One indirect way of monitoring aging is to look at some exemplary circuit that doesn’t have a function in the chip. “You can have aging monitors where you’re monitoring an aging control circuit to know what it looks like over a period of time,” said Randy Fish, director of marketing for silicon lifecycle management in Synopsys’ Digital Design Group.
But in-circuit monitors let you look directly at the active circuits and their environment. “The other way to do this is to monitor the activity of devices that are actually in use in the design, so you can monitor the environment to see how much switching is going on, etc., to indicate aging,” Fish explained.
Fig. 1: An example data visualization page looking at degrading delays as an indicator of aging. Source: proteanTecs
Internal and external sensors can have complementary functions. While an accelerometer may assess the health of a mechanical system, it can’t peer inside the electronic chips to see how they’re aging. That’s where the in-chip monitors shine. Then again, those in-chip monitors are of little use when trying to decide if a set of bearings is wearing out.
But having originated in different eras through different ecosystems, they are aligned in intent, and that’s about all. But a new semiconductor fact of life might make integration of these two approaches easier — newer silicon processes need analytics for managing yield.
A semiconductor data flood
The lifecycle of a silicon chip is being more closely watched than ever before. Every phase of its existence generates data. It starts during chip design with reams of verification data that establish the desired contours of operation. It continues through the manufacturing of the chip, test and assembly, and then throughout its lifetime.
All of the data up through packaging and deployment principally serves as learning for yield improvement. Data generated during manufacturing itself helps to ensure that the equipment building the chips is operating in spec. The data can even contribute to predictive and preventive maintenance of that equipment.
Fig. 2: An example of a data visualization page for correlating reliability failures with yield. Source: PDF Solutions
That learning happens thanks to analytics packages that distill the huge number of data points. Given the power of these packages, they can also be used to help anticipate equipment failure based on data generated during live operation. It still may require work to understand which data to use and how to manipulate it, but at least the engines that ingest and process the data are already in place – which was not initially the case for external MEMS sensors.
The good news is that many of these systems can accept data from anywhere. Even in a predictive/preventive maintenance application, live operation can be correlated with inspection and test results from when an individual chip was built.
These systems provide a basis for integrating internal and external sensor data. The software needs to be able to roll it all together to give a single alarm on pending problems even while maintaining the discrete data realms that indicate where the problem lies.
The cloud is well provisioned to handle heavy statistical number crunching, but streaming huge volumes of raw data to the cloud can chew up bandwidth. Response times can be an issue if an automated alarm is needed. That suggests a more local instantiation of the software. The easiest place for that would be in a local on-premise server. Local networks would be far more able to handle the data volumes than the internet would be.

_Data lines_.
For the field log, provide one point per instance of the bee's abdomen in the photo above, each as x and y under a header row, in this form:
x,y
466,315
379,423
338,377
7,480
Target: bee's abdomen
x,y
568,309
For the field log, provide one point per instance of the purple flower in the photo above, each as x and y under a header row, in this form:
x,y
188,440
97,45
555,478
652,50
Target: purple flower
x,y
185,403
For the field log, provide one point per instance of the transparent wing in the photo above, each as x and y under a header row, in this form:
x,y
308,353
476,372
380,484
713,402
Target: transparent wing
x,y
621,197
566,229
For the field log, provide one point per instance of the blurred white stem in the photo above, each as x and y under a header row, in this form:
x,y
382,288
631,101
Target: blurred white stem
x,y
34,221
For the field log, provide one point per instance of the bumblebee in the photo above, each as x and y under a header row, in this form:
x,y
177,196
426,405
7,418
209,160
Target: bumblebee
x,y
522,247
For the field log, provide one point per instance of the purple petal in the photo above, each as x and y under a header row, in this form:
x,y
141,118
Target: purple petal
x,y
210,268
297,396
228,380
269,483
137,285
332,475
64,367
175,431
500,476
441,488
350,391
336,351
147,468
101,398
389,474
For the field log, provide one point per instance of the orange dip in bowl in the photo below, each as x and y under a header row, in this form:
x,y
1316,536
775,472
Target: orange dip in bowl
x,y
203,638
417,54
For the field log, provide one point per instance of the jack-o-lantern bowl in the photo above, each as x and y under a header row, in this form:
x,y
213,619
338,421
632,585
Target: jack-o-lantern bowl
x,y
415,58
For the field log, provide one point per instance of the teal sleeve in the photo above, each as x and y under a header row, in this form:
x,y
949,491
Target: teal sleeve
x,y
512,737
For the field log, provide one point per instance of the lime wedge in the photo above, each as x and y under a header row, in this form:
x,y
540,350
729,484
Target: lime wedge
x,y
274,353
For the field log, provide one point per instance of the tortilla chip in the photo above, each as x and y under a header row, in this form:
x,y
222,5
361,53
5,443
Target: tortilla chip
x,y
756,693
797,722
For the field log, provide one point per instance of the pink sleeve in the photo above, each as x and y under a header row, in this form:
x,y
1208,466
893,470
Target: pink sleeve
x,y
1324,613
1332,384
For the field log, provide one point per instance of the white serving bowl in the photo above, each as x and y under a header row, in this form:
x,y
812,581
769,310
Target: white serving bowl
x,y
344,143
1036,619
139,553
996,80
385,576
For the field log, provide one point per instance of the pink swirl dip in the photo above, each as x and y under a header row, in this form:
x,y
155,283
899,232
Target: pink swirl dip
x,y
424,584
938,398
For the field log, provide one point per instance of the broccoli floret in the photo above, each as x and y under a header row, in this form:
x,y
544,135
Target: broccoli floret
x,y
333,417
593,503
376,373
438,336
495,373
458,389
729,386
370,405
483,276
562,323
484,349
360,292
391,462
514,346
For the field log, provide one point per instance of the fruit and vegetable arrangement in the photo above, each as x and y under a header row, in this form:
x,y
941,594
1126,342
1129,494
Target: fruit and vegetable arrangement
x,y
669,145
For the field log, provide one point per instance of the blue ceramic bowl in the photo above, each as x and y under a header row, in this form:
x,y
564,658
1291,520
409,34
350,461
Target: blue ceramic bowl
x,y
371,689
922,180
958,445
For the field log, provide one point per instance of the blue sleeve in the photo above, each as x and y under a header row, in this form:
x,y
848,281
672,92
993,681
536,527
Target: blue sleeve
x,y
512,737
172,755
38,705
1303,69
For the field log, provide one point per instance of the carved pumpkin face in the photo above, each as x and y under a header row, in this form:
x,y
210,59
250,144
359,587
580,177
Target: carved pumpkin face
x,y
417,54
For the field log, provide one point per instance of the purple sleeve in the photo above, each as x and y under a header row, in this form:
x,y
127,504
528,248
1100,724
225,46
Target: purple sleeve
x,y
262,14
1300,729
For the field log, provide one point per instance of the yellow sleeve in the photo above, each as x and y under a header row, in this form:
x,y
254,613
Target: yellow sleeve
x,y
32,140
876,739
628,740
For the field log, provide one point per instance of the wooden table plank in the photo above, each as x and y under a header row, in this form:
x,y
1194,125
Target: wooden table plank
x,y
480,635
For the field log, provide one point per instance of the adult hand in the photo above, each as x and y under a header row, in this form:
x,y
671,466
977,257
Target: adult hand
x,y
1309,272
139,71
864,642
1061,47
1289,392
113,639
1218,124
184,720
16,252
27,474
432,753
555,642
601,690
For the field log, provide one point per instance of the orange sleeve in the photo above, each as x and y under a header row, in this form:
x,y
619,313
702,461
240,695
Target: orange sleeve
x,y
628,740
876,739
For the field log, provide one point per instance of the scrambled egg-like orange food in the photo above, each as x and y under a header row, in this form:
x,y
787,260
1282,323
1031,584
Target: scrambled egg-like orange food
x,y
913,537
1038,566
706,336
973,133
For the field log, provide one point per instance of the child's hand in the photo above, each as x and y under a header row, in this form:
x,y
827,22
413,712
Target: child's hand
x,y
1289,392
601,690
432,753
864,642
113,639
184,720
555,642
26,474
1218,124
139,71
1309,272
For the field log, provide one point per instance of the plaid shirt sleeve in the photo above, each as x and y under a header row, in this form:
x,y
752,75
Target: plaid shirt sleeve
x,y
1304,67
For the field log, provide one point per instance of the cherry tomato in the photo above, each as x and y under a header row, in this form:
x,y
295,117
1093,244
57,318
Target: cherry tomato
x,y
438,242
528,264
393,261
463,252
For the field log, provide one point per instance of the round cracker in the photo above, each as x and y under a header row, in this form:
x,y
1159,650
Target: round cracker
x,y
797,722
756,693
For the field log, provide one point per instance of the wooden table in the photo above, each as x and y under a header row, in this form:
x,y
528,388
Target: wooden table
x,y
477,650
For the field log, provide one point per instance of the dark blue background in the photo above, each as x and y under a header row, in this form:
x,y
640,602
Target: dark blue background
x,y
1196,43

_Problem_. Continue the article on chip aging and sensor data from its last sentence, keeping the same topic and tone.

_Result of the task_.
The fastest response would come from integration of the analytics into the system’s software stack. But that would require greatly paring down the software. Many of these packages have broad capability for engineers to view and analyze data to help make decisions. The type of analysis it supports may be automated or ad hoc.
Implemented in the system software, it would need to be specific to the selected analytic algorithm and data stream. The approach used could be developed with the assistance of an off-line system, but it would need to be streamlined for an online implementation. That effort would largely fall to the system integrator.
Some in-chip monitoring companies already make an in-system version available. “It will be up to the vendors of the third-party sensors or monitors to provide software to the chip vendors or system integrators that will allow them to access and make use of the data,” noted Richard Oxland, product manager at Siemens EDA.
Digital twins could take up the load
For systems with critical consequences of failure, digital twins could be used to digest the many streams of data. A digital twin is a virtual model of a physical device. It’s different from a simulation model in that simulation is intended to represent the entire universe of that device. For chips, that could mean fast and slow versions, with all manner of process variation included.
A digital twin represents a specific instance of a device. For a chip, that means that it comprehends all of the historical data so that it knows where it lies on the many distribution curves for the many parameters that characterize the device. For example, a slow device that’s operating slowly might not raise any eyebrows, but a fast device that is now operating slowly might be a cause for concern.
Given actual data from the real device as it operates, the twin can project forward the implications of any data trends or anomalies. “With a digital twin, the data from any number of different sensors or monitors is fed into a central data store to construct a virtual representation of the real system,” said Oxland.
If failure is indicated, then the digital twin can figure that out in advance of the failure of the real device, making corrective intervention possible.
Fig. 3: An example digital twin of a rocket booster. Source: Wilmjakob, CC BY-SA 4.0, via Wikimedia Commons
Digital twins can be created at any level. A digital twin of a complex piece of equipment could include digital twins of its components. And data can stream from any source, whether in-chip or external to a chip.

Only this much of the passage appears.